→ EXCERPT

┌──

BELFORD v. SCRIBNER

No. 226.

144 U.S. 488 (1892)

BELFORD v. SCRIBNER.

Supreme Court of United States.

Decided April 11, 1892.


Attorney(s) appearing for the Case

Mr. Newton A. Partridge for appellants.

Mr. Walter C. Larned for appellee.


MR. JUSTICE BLATCHFORD, after stating the case, delivered the opinion of the court.

The assignments of error filed by the defendants in this court allege that the final decree of the Circuit Court is erroneous (1) because it recites that the hearing was upon the master's report, with exceptions thereto, when there was no report nor any exceptions thereto before the court at the final hearing; (2) because it finds that the plaintiff is entitled to damages, when the only remedy in equity is by injunction and an account of profits; (3) because it finds that copyright in the book, the title of which is set forth in the bill, was vested in the plaintiff as proprietor thereof, when the proofs show that he never was its proprietor, and therefore could not procure a valid copyright therein; (4) because the proofs did not show that any valid copyright had been procured at any time in said book or in either edition thereof; (5) because the decree goes for the entire amount of profits realized by the corporation defendant, which was the proprietor of the book which is alleged to infringe the rights of the plaintiff, instead of such part of the profits as was realized by reason of such infringement; (6) because it orders the defendants Donohue and Henneberry to pay the amount of said profits, when the pleadings and proofs fail to show that any part of such profits was realized by them or either of them; (7) because the court granted the motion of the plaintiff, after the hearing of the cause, to file proofs therein, and denied the motion of the defendants to have such proofs stricken from the record; and (8) because the findings and decrees of the court were against the law and the evidence.

(1) It is true that the record shows that, on the 17th of October, 1884, the court made an order referring the cause to a master in chancery "to take proof and state an account herein." No report afterwards made is found in the record. The only special report found therein is one of the master, hereinbefore set forth, filed February 27, 1884, on the question of the issuing of a preliminary injunction. To that report no exceptions appear to have been filed. Not only does the final decree, of April 9, 1888, state that the cause was heard upon his answers, replications and proof, "and upon the master's report herein, with exceptions thereto," but the opinion of Judge Blodgett says: "The case was referred to one of the masters of the court, to take proofs and report findings upon the question of infringement, and he has reported that the defendants, by the publication and sale of two books set out and described in the bill of complaint, one under the title of `How to Cook,' and the other under the title of `Economy Cook Book,' have infringed upon the complainant's copyright by incorporating into their said publication something over fifty pages of the matter of complainant's book, as well as substantially following the arrangement of subjects and headings. Myers v. Callaghan, 10 Bissell, 139. I have carefully examined the proof upon which the master bases his findings, and am satisfied that the finding was fully justified by the testimony. The case is now before me on defendants' exceptions to the master's findings, and on complainant's motion for a decree in pursuance of the master's report."

└──

→ SOURCE EXCERPT
┌──

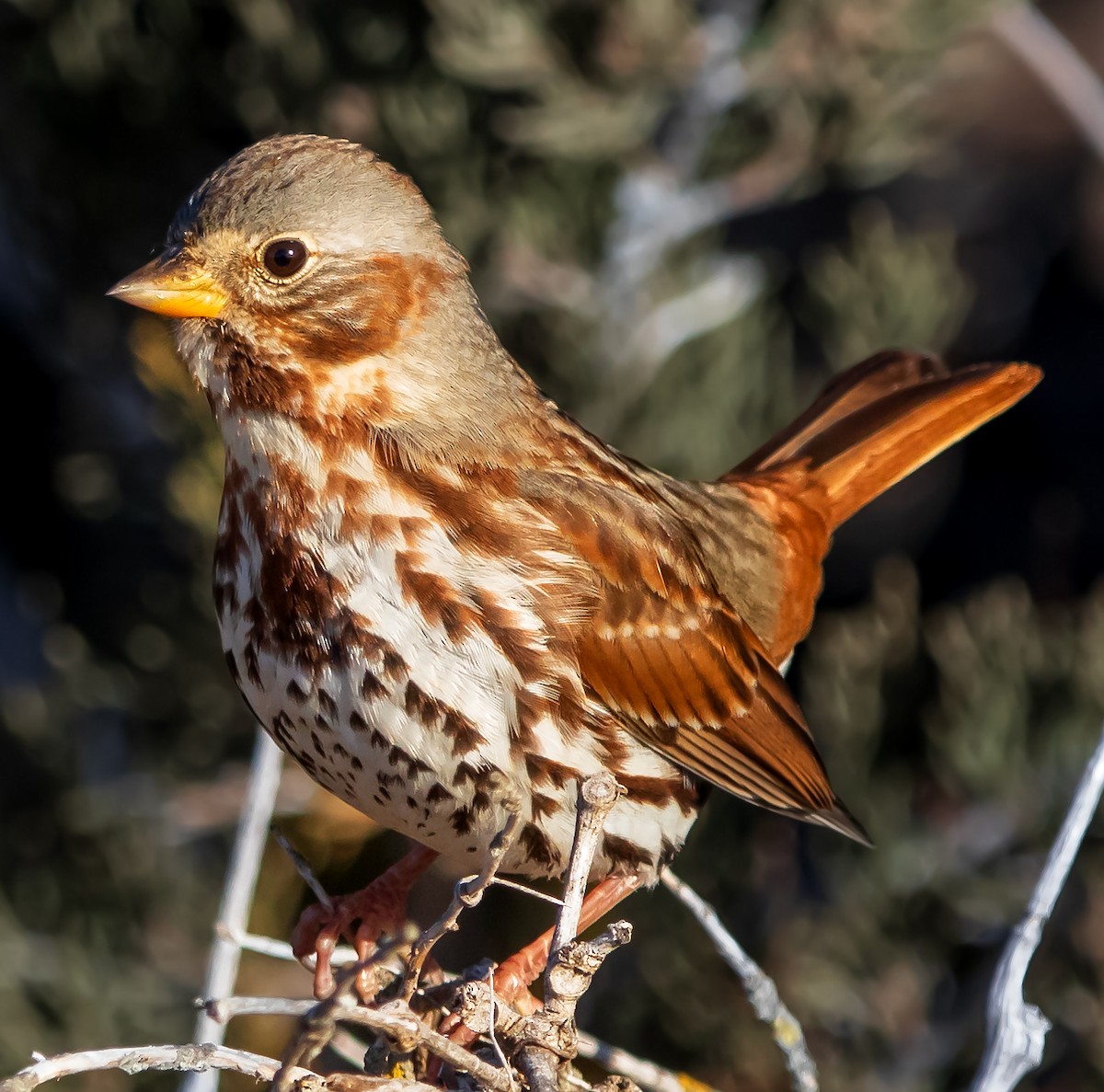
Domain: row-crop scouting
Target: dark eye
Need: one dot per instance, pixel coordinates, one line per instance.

└──

→ DIRECTIONS FOR THIS TASK
Continue the court opinion in Belford v. Scribner from where it stops.

→ TASK RESPONSE
The report thus referred to in the decree and in the opinion is manifestly the report filed February 27, 1884, and there must have been exceptions thereto taken by the defendants. The testimony on which that report was based is not found in the record. The only other master's report in the record is one made by him reporting the testimony which he had taken in the cause in Chicago in May, 1885, and subsequently, and which report is dated April 20, 1886, and was filed April 27, 1886. If exceptions were taken by the defendants to either or both of those reports, it was their duty as appellants to have them brought into this court as part of the record; and if they took no exceptions, the reports stand without exception. The first assignment of error is of no avail to the defendants.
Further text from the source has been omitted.